## Problem description
The entries below should be set down again exactly, with every picture left out.

Region pointing data
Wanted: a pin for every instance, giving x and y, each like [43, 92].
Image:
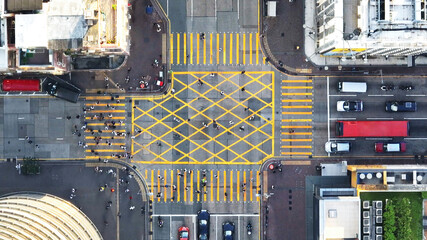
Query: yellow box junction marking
[263, 133]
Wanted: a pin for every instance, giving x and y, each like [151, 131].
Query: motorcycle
[388, 87]
[406, 87]
[249, 228]
[160, 221]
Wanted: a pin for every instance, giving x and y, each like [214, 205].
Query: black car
[401, 106]
[203, 224]
[228, 230]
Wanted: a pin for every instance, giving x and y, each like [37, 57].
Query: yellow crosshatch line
[223, 77]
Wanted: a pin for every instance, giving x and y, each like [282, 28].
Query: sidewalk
[290, 47]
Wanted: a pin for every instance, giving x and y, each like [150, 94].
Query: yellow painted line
[297, 106]
[225, 185]
[102, 98]
[217, 186]
[178, 192]
[108, 111]
[296, 120]
[244, 48]
[244, 181]
[299, 94]
[106, 150]
[231, 186]
[296, 87]
[93, 138]
[296, 153]
[171, 47]
[211, 191]
[191, 186]
[297, 100]
[295, 146]
[185, 185]
[238, 186]
[102, 124]
[171, 185]
[297, 133]
[158, 184]
[307, 162]
[191, 48]
[300, 113]
[198, 49]
[164, 186]
[204, 51]
[237, 48]
[185, 48]
[210, 48]
[105, 144]
[108, 118]
[297, 140]
[224, 55]
[177, 49]
[231, 48]
[252, 187]
[105, 104]
[198, 185]
[297, 81]
[204, 190]
[257, 46]
[250, 48]
[152, 185]
[257, 186]
[217, 48]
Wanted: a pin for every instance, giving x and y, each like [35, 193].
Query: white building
[364, 28]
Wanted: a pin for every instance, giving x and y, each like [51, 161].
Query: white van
[359, 87]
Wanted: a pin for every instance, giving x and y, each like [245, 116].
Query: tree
[389, 222]
[404, 218]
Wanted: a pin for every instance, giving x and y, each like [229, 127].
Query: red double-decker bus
[21, 85]
[372, 128]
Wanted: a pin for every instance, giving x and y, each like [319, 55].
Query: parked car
[401, 106]
[390, 147]
[203, 224]
[337, 147]
[349, 106]
[228, 230]
[183, 233]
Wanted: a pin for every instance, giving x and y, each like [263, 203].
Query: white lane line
[337, 119]
[383, 139]
[343, 95]
[379, 118]
[381, 95]
[213, 215]
[329, 111]
[343, 139]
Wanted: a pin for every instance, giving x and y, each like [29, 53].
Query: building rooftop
[339, 218]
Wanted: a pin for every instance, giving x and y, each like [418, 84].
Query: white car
[337, 147]
[349, 106]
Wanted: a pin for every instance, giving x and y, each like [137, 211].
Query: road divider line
[297, 81]
[298, 106]
[298, 140]
[295, 146]
[379, 95]
[343, 95]
[296, 153]
[298, 113]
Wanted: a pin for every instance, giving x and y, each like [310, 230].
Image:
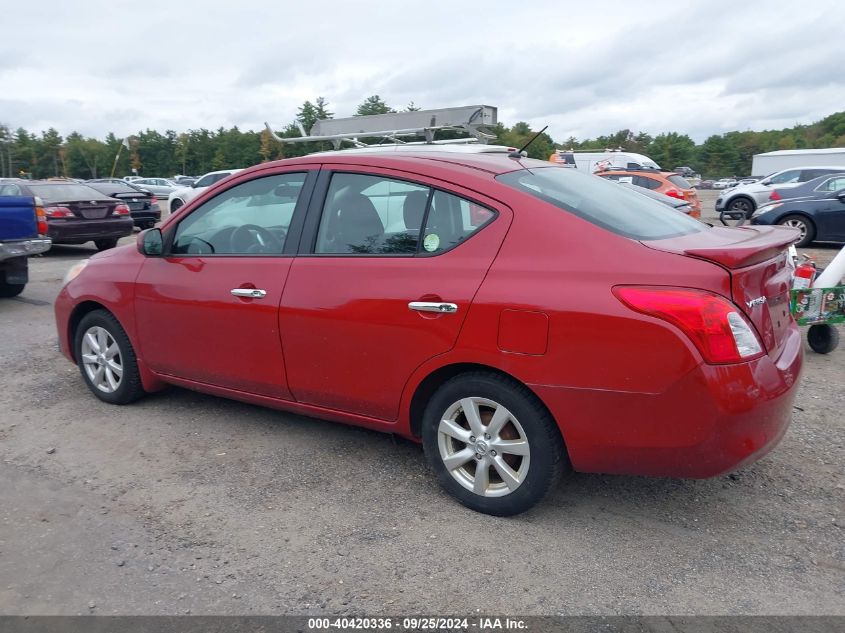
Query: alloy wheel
[101, 359]
[795, 223]
[483, 447]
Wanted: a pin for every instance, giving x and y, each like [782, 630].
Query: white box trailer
[770, 162]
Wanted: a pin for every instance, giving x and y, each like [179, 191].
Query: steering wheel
[251, 238]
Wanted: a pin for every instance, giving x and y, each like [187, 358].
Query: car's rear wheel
[10, 290]
[106, 359]
[491, 443]
[823, 338]
[807, 228]
[103, 245]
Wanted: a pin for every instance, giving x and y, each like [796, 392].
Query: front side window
[251, 218]
[604, 204]
[834, 184]
[371, 215]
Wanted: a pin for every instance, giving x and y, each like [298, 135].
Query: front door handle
[249, 293]
[433, 306]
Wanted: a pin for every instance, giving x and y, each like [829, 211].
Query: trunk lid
[756, 259]
[92, 209]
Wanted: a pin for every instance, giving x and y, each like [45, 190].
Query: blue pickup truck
[22, 230]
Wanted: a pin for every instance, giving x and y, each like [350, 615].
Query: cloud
[583, 68]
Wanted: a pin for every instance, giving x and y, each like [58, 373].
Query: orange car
[666, 182]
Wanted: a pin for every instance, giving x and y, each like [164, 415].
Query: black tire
[804, 224]
[546, 453]
[8, 290]
[823, 338]
[104, 245]
[129, 387]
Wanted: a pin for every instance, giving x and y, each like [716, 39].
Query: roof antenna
[518, 153]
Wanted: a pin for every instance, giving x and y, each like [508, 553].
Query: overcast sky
[583, 67]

## Expected output
Wanted: a pin for every instance, giving x and y, each like [43, 92].
Image:
Query: yellow box junction marking
[263, 133]
Wanted: a pin for every instance, giving x and y, each like [151, 131].
Query: motorcycle
[388, 87]
[406, 87]
[249, 228]
[160, 221]
Wanted: a pin for every instance, giving x and y, each like [214, 205].
Query: black car
[401, 106]
[203, 224]
[228, 230]
Wanted: a pin for every instance, giving x and y, each like [37, 57].
Query: yellow crosshatch line
[223, 77]
Wanted: a pin for every instance, giving x and y, each like [282, 28].
Query: sidewalk
[290, 47]
Wanted: a pin for every instance, giving x and y, each like [150, 94].
Query: yellow painted line
[297, 106]
[225, 185]
[102, 98]
[217, 186]
[178, 192]
[108, 111]
[296, 120]
[244, 48]
[244, 181]
[299, 94]
[106, 150]
[231, 186]
[296, 87]
[93, 138]
[296, 153]
[171, 47]
[211, 191]
[191, 186]
[297, 100]
[295, 146]
[185, 185]
[238, 186]
[102, 124]
[171, 185]
[297, 133]
[158, 184]
[307, 162]
[191, 48]
[300, 113]
[198, 49]
[164, 186]
[204, 51]
[237, 48]
[185, 48]
[210, 48]
[105, 144]
[108, 118]
[297, 140]
[224, 55]
[177, 49]
[231, 48]
[252, 187]
[105, 104]
[198, 185]
[297, 81]
[204, 190]
[257, 46]
[250, 48]
[152, 185]
[257, 186]
[217, 48]
Wanted: a pin for every instance, giving x and y, each like [35, 193].
Query: white building
[364, 28]
Wanted: a pin for every instance, giving x and y, each like [51, 161].
Query: white van
[359, 87]
Wanted: a pin for every instance, giving x and y, each like [245, 116].
Query: tree
[389, 222]
[404, 218]
Wanted: a pin for every instance, giving x and y, each like [229, 127].
Query: red double-decker bus
[21, 85]
[372, 128]
Wanted: a pin for every instance, giving x and y, each like [319, 55].
Query: parked car
[401, 106]
[390, 147]
[203, 224]
[337, 147]
[349, 106]
[228, 230]
[183, 233]
Wanted: a pin for every instance, giving x and y, each like [263, 203].
Query: white lane line
[337, 119]
[383, 139]
[343, 95]
[379, 118]
[381, 95]
[213, 215]
[329, 111]
[343, 139]
Wanted: a pin for every instance, giving x and y, each like [29, 53].
Query: building rooftop
[339, 218]
Wanted: a pin for every instance, giving x and y, each like [418, 84].
Query: white car
[337, 147]
[349, 106]
Wanted: a pin for every instance, giving x and y, each like [137, 211].
Query: road divider line
[297, 81]
[298, 106]
[298, 140]
[295, 146]
[379, 95]
[343, 95]
[296, 153]
[298, 113]
Wanted: a pin for every instance, giving x and y, each like [310, 230].
Image:
Query: alloy wheel
[101, 359]
[795, 223]
[483, 447]
Wanted: a pin for every instance, giving x and y, each like [782, 630].
Query: white box trailer
[770, 162]
Wanted: a pin for every instance, giving x and y, each like [179, 191].
Query: steering wheel
[251, 238]
Wanted: a pin for every instance, giving x and y, each like [187, 358].
Query: car's rear wheel
[10, 290]
[106, 359]
[491, 443]
[823, 338]
[807, 228]
[103, 245]
Wanted: a pin for every instance, giving x and y, each like [796, 392].
Query: front side window
[251, 218]
[604, 204]
[834, 184]
[371, 215]
Wanted: a pin for every instance, giving x and y, each like [298, 135].
Query: front door handle
[249, 293]
[433, 306]
Wanted: a pin for every instance, giving x and y, each like [829, 211].
Query: trunk lid
[756, 259]
[92, 209]
Wanted: a pin for every instance, giving x and y, each like [45, 190].
Query: blue pickup truck
[22, 230]
Wanted: a pin for every instance, giving x and y, each like [350, 615].
Query: cloud
[583, 68]
Wanted: a pin for every instance, giving x and y, each like [58, 373].
Query: orange car
[666, 182]
Wanted: a pin for every instance, giving x and y, each like [164, 415].
Query: black tire
[804, 224]
[546, 453]
[8, 290]
[823, 338]
[104, 245]
[129, 387]
Wanted: a pin for every instance, giving x and y, each like [716, 39].
Query: roof antenna
[518, 153]
Wanted: a pin for every instance, giving x and y, each like [508, 553].
Query: overcast sky
[583, 67]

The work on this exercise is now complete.